### Short problem
Extract every line of the rows below word for word, omitting the pictures.

---------- Given entries

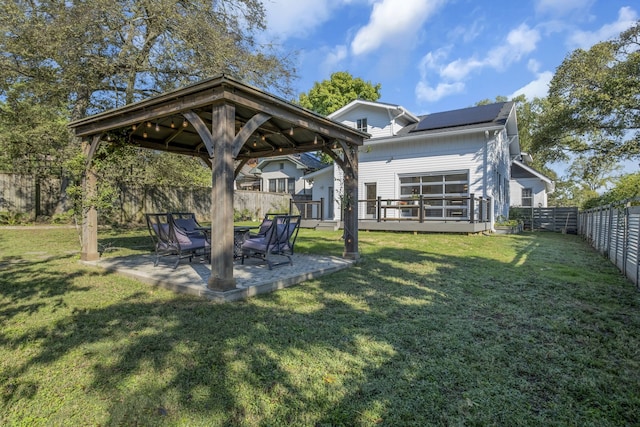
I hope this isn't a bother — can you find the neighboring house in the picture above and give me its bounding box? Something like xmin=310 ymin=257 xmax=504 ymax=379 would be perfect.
xmin=235 ymin=159 xmax=262 ymax=191
xmin=250 ymin=153 xmax=327 ymax=199
xmin=510 ymin=160 xmax=555 ymax=208
xmin=306 ymin=100 xmax=521 ymax=227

--------------------

### Written response
I hope this isn't a bother — can you find the neighboring house in the picture above and give me its bounding box? Something like xmin=310 ymin=257 xmax=504 ymax=379 would be perfect.
xmin=235 ymin=159 xmax=262 ymax=191
xmin=250 ymin=153 xmax=327 ymax=199
xmin=510 ymin=160 xmax=555 ymax=208
xmin=306 ymin=100 xmax=521 ymax=227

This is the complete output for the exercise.